AIM:
Write down each entry again, exactly as it reads.

# # #

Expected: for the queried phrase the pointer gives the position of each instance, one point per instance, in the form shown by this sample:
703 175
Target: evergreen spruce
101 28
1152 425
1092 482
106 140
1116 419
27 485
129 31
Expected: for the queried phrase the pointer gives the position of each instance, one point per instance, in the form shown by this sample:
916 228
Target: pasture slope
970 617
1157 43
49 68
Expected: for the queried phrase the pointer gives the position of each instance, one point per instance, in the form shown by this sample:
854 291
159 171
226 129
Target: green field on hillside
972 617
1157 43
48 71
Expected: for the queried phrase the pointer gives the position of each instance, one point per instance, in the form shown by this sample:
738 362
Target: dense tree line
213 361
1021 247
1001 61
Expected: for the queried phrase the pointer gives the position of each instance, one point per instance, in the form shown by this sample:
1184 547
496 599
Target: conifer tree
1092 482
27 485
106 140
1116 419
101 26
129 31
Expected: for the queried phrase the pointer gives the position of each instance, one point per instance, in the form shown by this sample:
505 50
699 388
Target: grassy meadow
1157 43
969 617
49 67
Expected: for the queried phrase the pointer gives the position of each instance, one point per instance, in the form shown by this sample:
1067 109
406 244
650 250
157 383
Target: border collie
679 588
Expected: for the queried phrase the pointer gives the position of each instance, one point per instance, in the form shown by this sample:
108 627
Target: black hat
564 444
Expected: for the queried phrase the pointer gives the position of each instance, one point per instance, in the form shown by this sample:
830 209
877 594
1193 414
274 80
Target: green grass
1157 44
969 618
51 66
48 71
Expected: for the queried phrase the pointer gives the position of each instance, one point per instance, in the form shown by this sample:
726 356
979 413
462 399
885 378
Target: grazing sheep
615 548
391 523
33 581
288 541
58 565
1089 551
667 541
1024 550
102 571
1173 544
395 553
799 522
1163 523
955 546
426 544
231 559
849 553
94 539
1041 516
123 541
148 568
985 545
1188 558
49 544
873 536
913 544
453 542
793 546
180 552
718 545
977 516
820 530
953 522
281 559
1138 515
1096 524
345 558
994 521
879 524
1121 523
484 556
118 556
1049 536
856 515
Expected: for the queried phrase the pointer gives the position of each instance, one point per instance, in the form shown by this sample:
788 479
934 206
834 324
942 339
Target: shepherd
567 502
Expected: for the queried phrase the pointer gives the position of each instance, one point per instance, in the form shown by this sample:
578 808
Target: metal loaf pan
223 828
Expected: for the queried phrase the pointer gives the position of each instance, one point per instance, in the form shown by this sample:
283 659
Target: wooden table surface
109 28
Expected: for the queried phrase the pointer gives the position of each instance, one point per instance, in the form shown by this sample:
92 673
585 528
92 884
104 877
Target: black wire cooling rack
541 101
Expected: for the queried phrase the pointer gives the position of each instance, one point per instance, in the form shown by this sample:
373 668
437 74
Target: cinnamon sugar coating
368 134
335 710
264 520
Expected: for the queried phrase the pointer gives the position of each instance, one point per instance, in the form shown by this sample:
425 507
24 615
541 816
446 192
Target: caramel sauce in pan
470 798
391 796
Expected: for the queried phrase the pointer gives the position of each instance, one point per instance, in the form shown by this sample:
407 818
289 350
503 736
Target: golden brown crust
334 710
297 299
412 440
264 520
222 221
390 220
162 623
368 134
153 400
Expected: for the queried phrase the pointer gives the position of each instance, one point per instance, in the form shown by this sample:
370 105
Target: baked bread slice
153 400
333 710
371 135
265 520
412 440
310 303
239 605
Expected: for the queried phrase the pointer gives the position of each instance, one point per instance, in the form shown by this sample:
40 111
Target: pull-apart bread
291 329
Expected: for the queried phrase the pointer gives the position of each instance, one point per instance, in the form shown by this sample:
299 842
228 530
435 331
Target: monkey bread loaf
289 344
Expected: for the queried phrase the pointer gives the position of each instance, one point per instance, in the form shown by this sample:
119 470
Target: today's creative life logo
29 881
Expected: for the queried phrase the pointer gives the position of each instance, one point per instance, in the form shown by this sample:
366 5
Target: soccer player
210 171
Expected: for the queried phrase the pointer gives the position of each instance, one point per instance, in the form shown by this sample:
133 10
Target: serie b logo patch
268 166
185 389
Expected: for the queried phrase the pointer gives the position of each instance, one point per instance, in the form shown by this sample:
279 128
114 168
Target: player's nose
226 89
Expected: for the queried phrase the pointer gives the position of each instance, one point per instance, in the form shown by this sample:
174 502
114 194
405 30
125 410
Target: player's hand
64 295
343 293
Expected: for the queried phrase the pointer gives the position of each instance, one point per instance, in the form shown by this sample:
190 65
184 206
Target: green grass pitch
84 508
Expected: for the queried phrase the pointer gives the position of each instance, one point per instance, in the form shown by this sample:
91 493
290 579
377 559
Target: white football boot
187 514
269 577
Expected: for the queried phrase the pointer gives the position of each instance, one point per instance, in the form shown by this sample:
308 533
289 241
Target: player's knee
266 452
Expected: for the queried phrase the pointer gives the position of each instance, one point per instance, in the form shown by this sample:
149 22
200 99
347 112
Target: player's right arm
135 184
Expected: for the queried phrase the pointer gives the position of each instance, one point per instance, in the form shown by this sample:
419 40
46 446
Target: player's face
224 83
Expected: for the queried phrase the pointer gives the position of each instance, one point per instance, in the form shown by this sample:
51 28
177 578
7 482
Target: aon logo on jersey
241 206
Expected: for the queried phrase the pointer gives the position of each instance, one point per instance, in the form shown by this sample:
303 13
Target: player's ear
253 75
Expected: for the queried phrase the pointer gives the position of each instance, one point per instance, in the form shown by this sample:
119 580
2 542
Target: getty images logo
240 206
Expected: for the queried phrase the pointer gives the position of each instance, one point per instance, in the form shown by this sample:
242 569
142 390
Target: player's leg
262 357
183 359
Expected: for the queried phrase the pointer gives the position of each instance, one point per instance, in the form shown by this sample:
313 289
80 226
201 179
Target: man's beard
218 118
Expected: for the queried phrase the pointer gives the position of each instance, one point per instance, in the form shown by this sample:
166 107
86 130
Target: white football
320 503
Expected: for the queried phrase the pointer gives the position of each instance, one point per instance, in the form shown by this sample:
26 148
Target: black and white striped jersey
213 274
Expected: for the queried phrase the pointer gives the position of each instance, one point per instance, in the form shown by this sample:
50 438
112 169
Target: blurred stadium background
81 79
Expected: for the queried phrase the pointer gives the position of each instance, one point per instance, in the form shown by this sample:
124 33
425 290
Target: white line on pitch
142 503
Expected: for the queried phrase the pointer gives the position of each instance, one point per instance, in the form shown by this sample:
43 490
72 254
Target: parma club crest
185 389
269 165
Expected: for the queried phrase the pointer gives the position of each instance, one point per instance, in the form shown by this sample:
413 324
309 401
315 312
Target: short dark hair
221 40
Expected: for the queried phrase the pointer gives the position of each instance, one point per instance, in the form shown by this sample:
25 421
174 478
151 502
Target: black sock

# # #

THE RESPONSE:
Expected: for the queried phrase the pointer gives the position of each instance, one point per instance, in the form shown by this sample:
703 175
Target: evergreen spruce
101 28
1152 425
1092 482
106 140
1116 419
27 485
129 31
Expected: for the queried phrase the pointer gives the position of each instance, one point per instance, in the form shown by this sample:
916 228
Target: pasture slope
970 617
1157 43
49 68
Expected: for the queried phrase the pointer gives the position of each instance, one point per instance, in the form shown by this sample:
854 291
159 171
226 129
Target: green field on hillside
972 617
1157 43
48 71
Expected: for the queried phrase the pointer gives the position of each instance, one point per instance, in the form shown by this sample:
738 362
Target: dense tree line
213 361
1021 247
1001 61
Expected: for the queried phrase the pointer gives the position of each instance, one point per instance, in the form shown by this sample:
1184 547
496 599
Target: conifer tree
1092 482
27 485
106 140
1116 419
101 26
129 31
Expected: for the queried phrase the pointer gives the position of each instance, one point per instance, in the form shown by this sample:
505 50
699 388
Target: grassy meadow
1157 43
969 617
49 67
Expected: for the queried phrase the pointer gives the position of each instance, one point per instance, in the form shown by this sample:
1067 109
406 244
650 250
157 383
Target: border collie
679 588
Expected: for the queried phrase the pointer gives the position of each instance, one point per instance, in the form shown by this sample:
108 627
Target: black hat
564 444
Expected: for the queried phrase the pointer gives the position of each instance, one point per instance, in the form shown by this sample:
830 209
877 594
1193 414
274 80
Target: green grass
1157 44
969 618
51 66
48 71
Expected: for the queried phrase the pointer gives the position of each instance, one point per instance, in the form shown by this sample:
726 356
979 413
462 399
885 378
Target: grazing sheep
615 548
391 523
33 581
288 541
58 565
1089 551
667 541
1024 550
102 571
1173 544
395 553
799 522
1163 523
955 546
426 544
231 559
849 553
94 539
1041 516
123 541
148 568
985 545
1188 558
49 544
873 536
913 544
453 542
793 546
180 552
718 545
977 516
820 530
953 522
281 559
1138 515
1096 524
345 558
994 521
879 524
1121 523
484 556
118 556
1049 536
856 515
Expected: for the queried phrase the pointer gives the position of each instance, one point per instance, in the form shown by this sample:
788 479
934 206
834 324
942 339
Target: shepherd
567 502
Expected: for the queried phrase the pointer gives the position of each instance, one point per instance, in the form shown by this sample:
578 808
Target: metal loaf pan
223 828
Expected: for the queried phrase the pointer gives the position of each instance, one point per instance, in the form shown by this sample:
283 659
Target: wooden table surface
109 28
Expected: for the queried phrase the pointer gives the position of each instance, one point per instance, in the form shown by this sample:
92 673
585 528
92 884
104 877
Target: black wire cooling rack
541 101
Expected: for the queried phrase the pointer gives the position of each instance, one point per instance, in the form shown by this sample:
373 668
437 74
Target: cinnamon sugar coating
368 134
335 710
264 520
Expected: for the queried phrase the pointer gives the position of each instance, one point per instance, in the form shown by this sample:
425 507
24 615
541 816
446 192
Target: caramel sauce in pan
470 798
391 796
Expected: for the queried phrase the pointer gives the position of each instance, one point per instance, in the form shown by this sample:
407 818
289 350
503 736
Target: golden brown crust
334 710
297 299
412 440
264 520
222 221
390 220
162 623
368 134
153 400
Expected: for the queried phrase the pointer gives the position of each instance, one point per instance, in the form shown by this sample:
370 105
Target: baked bread slice
153 400
333 710
371 135
265 520
412 440
310 303
239 605
Expected: for the queried phrase the pointer gives the position of each instance, one point per instance, in the form shown by this sample:
40 111
Target: pull-apart bread
291 329
Expected: for the queried phrase the pointer gives the position of each instance, one point per instance, in the form shown by this sample:
299 842
228 530
435 331
Target: monkey bread loaf
289 344
Expected: for the queried phrase the pointer gives the position of each instance, one point per instance, in the form shown by this sample:
119 470
Target: today's creative life logo
29 881
Expected: for the queried phrase the pointer gives the position of each instance, one point per instance, in the form shown by this sample:
366 5
Target: soccer player
210 171
Expected: for the queried phrase the pointer gives the position of each instance, one point per instance, in the form shown by this sample:
133 10
Target: serie b logo patch
268 166
185 389
Expected: for the queried phrase the pointer gives the position of each instance, one point per instance, in the form shown by this sample:
279 128
114 168
Target: player's nose
226 89
Expected: for the queried phrase the pointer gives the position of each instance, one point per instance, in the form shown by this sample:
174 502
114 194
405 30
125 410
Target: player's hand
64 295
343 293
Expected: for the queried phrase the pointer gives the position of each instance, one point per instance, in the form shown by this sample:
190 65
184 206
Target: green grass pitch
84 508
Expected: for the queried phrase the pointer gives the position of each instance, one point per instance, in the form shown by this sample:
91 493
290 579
377 559
Target: white football boot
187 514
269 577
Expected: for the queried phrase the pointer gives the position of each instance, one point per instance, in the form shown by this sample:
308 533
289 241
Target: player's knee
266 452
Expected: for the queried phrase the pointer gives the position of each instance, one point per instance, in the form shown by this sample:
149 22
200 99
347 112
Target: player's right arm
135 184
Expected: for the queried phrase the pointer gives the position of each instance, one point per instance, in the form shown by this sample:
419 40
46 446
Target: player's face
224 83
Expected: for the queried phrase the pointer gives the position of each instance, one point per instance, in the form shown by this sample:
51 28
177 578
7 482
Target: aon logo on jersey
241 206
Expected: for the queried phrase the pointer gives the position of each instance, one point per instance, in the form shown by this sample:
303 13
Target: player's ear
253 75
Expected: for the queried phrase the pointer gives the position of each instance, one point per instance, in the form shown by this sample:
119 580
2 542
Target: getty images logo
240 206
Expected: for the queried phrase the pointer gives the position of each instance, one point per instance, in the form shown by this sample:
242 569
142 390
Target: player's leg
262 357
183 359
Expected: for the queried phrase the pointer gives the position of each instance, one point per instance, in the form shown by this sample:
313 289
80 226
201 179
Target: man's beard
218 118
Expected: for the queried phrase the pointer gives the position of each instance, one point per instance, in the form shown by this sample:
166 107
86 130
Target: white football
320 503
Expected: for the queried phrase the pointer gives the position of each instance, one point per instance, in the form shown by this sample:
26 148
Target: black and white striped jersey
213 274
Expected: for the queried phrase the pointer gives the position of each instance, one point per instance, in the form shown by this sample:
50 438
112 169
Target: blurred stadium background
81 79
Expected: for the queried phrase the pointer gives the position of each instance, one point per instance, in the form shown by this sample:
124 33
425 290
Target: white line on pitch
142 503
Expected: for the queried phrase the pointer gives the position of each instance, one point per instance, in the form shown by this sample:
43 490
72 254
Target: parma club crest
185 389
269 165
Expected: for the queried phrase the pointer gives the position of each instance, one point per instance, in the form shown by this sample:
413 324
309 401
315 312
Target: short dark hair
221 40
Expected: for the queried phrase the pointer gives the position of each instance, one point per instance, in the form shown by this sample:
25 421
174 478
151 502
Target: black sock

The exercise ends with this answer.